(Excerpt to read)

When I was 25, on a day that looked like every other day, the crack in my defense broke completely. The kids distracted with a movie, I ran to the other room and had the worst panic attack of my life. I suddenly couldn’t take it anymore. I looked at my precious babies in the next room and lost it because I knew in my heart that they were going to lose their mother. I was going to die. I tried to push it away, and I did many times whenever they needed something, but for months I slipped farther and farther into the worst state of depression I had ever been in, with no hope of ever finding my way out. I lost track of how many times I planned to die. I came very close more than once. And I honestly feel very lucky to still be here.
In the end, I couldn’t leave them. I made the decision to seek help, and I was finally diagnosed with major depressive disorder, panic disorder, generalized anxiety disorder, agoraphobia, social anxiety, premenstrual dysphoric disorder and attention deficit disorder.
Disorder, disorder, disorder, broken, broken, BROKEN.

(End Excerpt to read)
(Data listing)

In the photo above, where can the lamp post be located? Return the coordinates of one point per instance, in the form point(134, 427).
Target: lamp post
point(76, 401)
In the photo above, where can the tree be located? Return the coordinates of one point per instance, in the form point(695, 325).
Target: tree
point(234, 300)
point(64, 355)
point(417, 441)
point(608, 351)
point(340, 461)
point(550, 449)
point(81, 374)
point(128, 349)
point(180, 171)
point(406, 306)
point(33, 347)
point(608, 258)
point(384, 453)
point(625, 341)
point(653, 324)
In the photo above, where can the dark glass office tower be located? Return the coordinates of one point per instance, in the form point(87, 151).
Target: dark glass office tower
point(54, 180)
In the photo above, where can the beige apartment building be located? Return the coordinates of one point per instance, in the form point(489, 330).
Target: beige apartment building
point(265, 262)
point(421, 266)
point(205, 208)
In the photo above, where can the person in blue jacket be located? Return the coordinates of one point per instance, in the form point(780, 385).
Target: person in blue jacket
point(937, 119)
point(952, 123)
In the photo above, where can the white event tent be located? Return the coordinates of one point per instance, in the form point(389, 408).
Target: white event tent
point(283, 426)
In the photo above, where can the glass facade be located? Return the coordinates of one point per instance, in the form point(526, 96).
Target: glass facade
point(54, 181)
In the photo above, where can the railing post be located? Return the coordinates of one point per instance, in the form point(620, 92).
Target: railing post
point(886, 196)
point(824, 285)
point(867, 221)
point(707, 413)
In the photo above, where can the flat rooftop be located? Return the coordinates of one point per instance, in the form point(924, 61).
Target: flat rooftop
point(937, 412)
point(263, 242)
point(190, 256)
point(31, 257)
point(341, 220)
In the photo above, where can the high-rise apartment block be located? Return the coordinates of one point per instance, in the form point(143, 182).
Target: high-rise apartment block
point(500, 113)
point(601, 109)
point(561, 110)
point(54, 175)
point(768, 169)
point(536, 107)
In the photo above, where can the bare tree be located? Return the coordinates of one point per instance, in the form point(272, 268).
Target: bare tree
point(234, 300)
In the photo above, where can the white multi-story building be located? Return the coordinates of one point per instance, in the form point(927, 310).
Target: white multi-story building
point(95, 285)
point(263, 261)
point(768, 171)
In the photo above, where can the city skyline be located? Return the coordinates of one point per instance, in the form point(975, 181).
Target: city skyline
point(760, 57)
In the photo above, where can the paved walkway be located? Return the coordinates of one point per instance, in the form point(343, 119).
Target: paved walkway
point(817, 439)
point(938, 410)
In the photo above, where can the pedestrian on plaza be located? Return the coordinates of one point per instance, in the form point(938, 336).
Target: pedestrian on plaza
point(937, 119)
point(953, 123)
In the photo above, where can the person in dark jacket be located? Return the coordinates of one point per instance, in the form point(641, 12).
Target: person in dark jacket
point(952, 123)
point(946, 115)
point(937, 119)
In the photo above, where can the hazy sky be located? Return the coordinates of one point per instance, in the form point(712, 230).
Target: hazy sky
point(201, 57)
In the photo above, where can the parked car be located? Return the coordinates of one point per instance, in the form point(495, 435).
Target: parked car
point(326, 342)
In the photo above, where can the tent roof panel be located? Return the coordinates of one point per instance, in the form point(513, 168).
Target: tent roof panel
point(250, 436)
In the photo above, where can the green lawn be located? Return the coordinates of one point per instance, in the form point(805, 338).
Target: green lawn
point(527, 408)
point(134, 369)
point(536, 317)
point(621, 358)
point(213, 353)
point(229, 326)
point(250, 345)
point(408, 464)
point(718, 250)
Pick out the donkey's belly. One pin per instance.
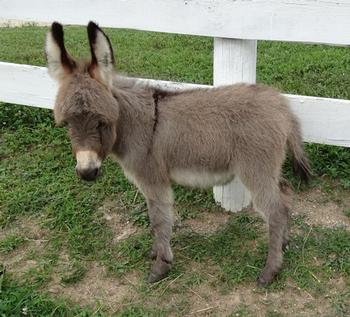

(End Data listing)

To do: Carry on the personal account of depression and diagnosis from the point where it stops, starting after its last line.

Output for this exercise:
But this time it was different. This time I was more mature and the more I looked back on my past, the more I knew I needed to change. I was ready to be fixed. At some point, I decided that I needed more than just doctors’ visits and meds. I needed a failsafe. Something to remind me to hang on even if nothing else gets through. I realized that almost my whole life I was fighting something, that I still am. I have these battles that will never truly end and if I am going to keep fighting I needed to become something else. I needed to be a warrior. So, I did the best thing I could think of, and I armed myself. A sword, right on my forearm where I am sure to see it every single day. When I’m doing well, it makes me feel strong. And when I’m not, when I get low, it reminds me that when I was at my worst, I chose to keep going. I chose to stand up and fight and never give up.
My mask is gone now. It leaves me open to more attacks; gives my brain more chances to fight against me. But now, in its place, it’s just me. Finally trying new things, finding who I am and who I want to be. I’m not hiding anymore. And that’s the strongest thing I could ever do.
So now, while I am finally trying to learn how to be okay, I want others to know stories like mine. I want parents to read and pay attention. Listen to your kids. If they say something is wrong, do not dismiss them and don’t you dare ignore them. Find real help and know that mental illness is not a common cold or flu type of sick. It’s a chronic, there for life type of thing and you need to be there for all of it. It might end up being a phase brought on by hormones and teenage emotion. It might be grief over something in their life changing or the loss of a loved one. It might very well be one of those temporary types of things. But just in case it’s not, be there. I had just enough at just the right time in my life to keep me here and it makes me feel damn lucky. But there are countless other kids with similar stories that can’t write about this. Countless others who lost their fight. So, this is for them. For our kids, and for other parents going through this themselves. We are warriors, and we will never stop fighting.